**What to produce:** Convert the entries below into a JSON list of strings, one string per line, with blank lines left out. Begin at the line that contains "Target: night sky" and continue through the last line of the entries.

**Dataset records:**
========================

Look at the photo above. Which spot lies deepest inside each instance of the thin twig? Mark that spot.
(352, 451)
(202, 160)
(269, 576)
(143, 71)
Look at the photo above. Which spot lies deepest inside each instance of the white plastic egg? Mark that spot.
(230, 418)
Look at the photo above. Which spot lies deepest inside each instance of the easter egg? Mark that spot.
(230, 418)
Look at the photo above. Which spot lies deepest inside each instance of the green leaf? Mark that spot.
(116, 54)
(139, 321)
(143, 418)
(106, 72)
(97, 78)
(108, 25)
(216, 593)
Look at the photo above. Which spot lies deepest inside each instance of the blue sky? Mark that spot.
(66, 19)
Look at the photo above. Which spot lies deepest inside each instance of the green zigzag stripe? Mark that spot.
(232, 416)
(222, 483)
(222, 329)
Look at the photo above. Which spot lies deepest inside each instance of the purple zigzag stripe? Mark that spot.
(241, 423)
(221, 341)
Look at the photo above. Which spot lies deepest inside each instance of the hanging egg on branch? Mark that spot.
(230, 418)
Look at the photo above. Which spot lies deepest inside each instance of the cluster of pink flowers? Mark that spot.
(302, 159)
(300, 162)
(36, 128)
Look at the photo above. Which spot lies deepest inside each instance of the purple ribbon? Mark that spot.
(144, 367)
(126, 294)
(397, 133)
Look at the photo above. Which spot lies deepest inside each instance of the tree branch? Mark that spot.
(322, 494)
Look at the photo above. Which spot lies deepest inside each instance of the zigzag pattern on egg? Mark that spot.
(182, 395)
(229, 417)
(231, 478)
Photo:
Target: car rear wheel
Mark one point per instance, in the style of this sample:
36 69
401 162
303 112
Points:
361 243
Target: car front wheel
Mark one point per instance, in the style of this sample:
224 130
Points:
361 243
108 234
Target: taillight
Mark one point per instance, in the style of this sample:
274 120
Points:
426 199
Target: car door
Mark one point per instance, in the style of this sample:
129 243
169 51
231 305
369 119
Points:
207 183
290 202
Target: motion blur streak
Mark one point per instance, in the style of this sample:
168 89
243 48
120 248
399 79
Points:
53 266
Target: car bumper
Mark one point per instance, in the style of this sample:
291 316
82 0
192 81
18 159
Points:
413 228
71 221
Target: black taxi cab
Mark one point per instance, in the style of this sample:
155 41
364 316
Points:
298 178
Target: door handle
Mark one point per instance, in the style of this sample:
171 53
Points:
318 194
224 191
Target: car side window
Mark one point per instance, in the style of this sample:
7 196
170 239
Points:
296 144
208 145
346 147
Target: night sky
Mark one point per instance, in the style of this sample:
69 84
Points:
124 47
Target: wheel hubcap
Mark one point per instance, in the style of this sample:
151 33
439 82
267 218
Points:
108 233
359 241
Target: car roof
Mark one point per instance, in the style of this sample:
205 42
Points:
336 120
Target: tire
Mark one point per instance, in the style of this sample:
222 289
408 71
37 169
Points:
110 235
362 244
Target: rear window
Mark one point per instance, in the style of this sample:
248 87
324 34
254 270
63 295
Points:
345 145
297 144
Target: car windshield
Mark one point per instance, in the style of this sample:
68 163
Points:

========================

**Complete response:**
[
  "Target: night sky",
  "Mark one point per instance, in the style of this sample:",
  "69 84",
  "Points:",
  "124 47",
  "Target: wheel hubcap",
  "Mark one point per instance, in the style of this sample:",
  "151 33",
  "439 82",
  "267 218",
  "Points:",
  "108 233",
  "359 241",
  "Target: car roof",
  "Mark one point per instance, in the style of this sample:",
  "205 42",
  "Points:",
  "336 120",
  "Target: tire",
  "Mark one point per instance, in the style of this sample:",
  "222 289",
  "408 71",
  "37 169",
  "Points:",
  "110 235",
  "362 244",
  "Target: rear window",
  "Mark one point per instance, in the style of this sample:",
  "248 87",
  "324 34",
  "254 270",
  "63 295",
  "Points:",
  "345 145",
  "297 144",
  "Target: car windshield",
  "Mark one point per instance, in the style of this sample:",
  "68 163",
  "Points:"
]